→ DIRECTIVE A
Copy out every one of the records that follow the essay on the economic crisis word for word, leaving out the pictures.

→ EXCERPTED PASSAGE
......

By BRUCE PARDOLL
I think that a comprehensive understanding of how the present U.S. economic crisis came about, and how things have considerably worsened not only since December 2007—when the Great Recession began—but also since 1974 (when wages for the working class began a steady downward slide) is greatly needed.
Marxism is uniquely qualified to give a real in-depth analysis of how capitalism works. And it can explain the current economic crisis in more objective terms than most current explanations, which tell us that, willy-nilly, the subjective greed of bankers, billionaires, hedge fund investors, real-estate agents, and financial traders of all kinds led to a “Casino Capitalism” and often to deliberate financial fraud.
That’s true enough, but there’s much more to it. We are told by the liberal media that the Financial Services Modernization Act of 1999 overturned the parts of the Glass-Steagall Act of 1933, which had put up walls between speculative investment banking on one hand, and commercial banking on the other, forbidding the financial industry to group together mortgage and other portfolios in order to sell them as investments.
In a word, “derivatives,” which are investments in already existing investments and loans, came into extraordinary wide use based mostly on the booming real estate market—hence “mortgage securities.” (Subsequently, there were automobile securities, credit card securities, and other securities based on debts). In other words, banks, hedge funds, insurance companies, and other financial institutions made it their business to radically increase the selling of debt.
That is all true enough. However, studying structural changes in the economy over a longer period of our economic history will tell us much more about why Glass-Steagall was overturned to begin with. And it will also give us understanding of the rather profound ideological changes this nation has experienced since the demise of New Deal liberalism starting in the 1970s, in order to complement and reinforce those structural changes.

......

→ DATA SHOWN
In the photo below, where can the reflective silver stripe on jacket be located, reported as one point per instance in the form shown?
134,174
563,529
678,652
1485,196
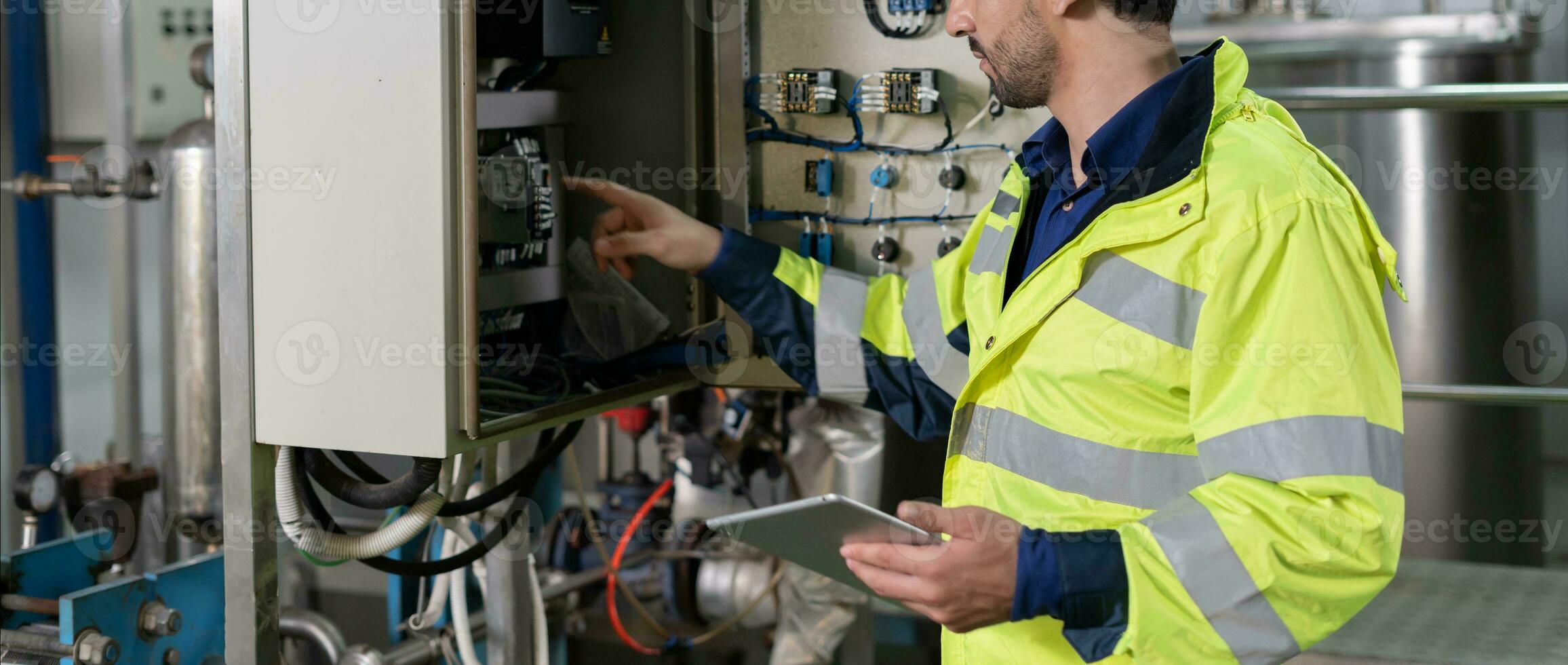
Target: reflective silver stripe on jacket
1139,297
1004,204
1297,447
992,250
1219,584
922,318
1068,463
841,311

......

→ DIRECTIVE B
In the essay on the economic crisis, write out the passage from "That’s true enough, but" to "them as investments." again, swapping "liberal media" for "mainstream press".

→ RESPONSE A
In the photo below, where can the reflective silver stripe on jacket be located, reported as one point per instance in the form shown?
134,174
563,529
678,652
1485,196
Target: reflective silver stripe on jacket
1139,297
1004,204
1297,447
992,250
1219,584
922,318
1068,463
841,311

→ RESPONSE B
That’s true enough, but there’s much more to it. We are told by the mainstream press that the Financial Services Modernization Act of 1999 overturned the parts of the Glass-Steagall Act of 1933, which had put up walls between speculative investment banking on one hand, and commercial banking on the other, forbidding the financial industry to group together mortgage and other portfolios in order to sell them as investments.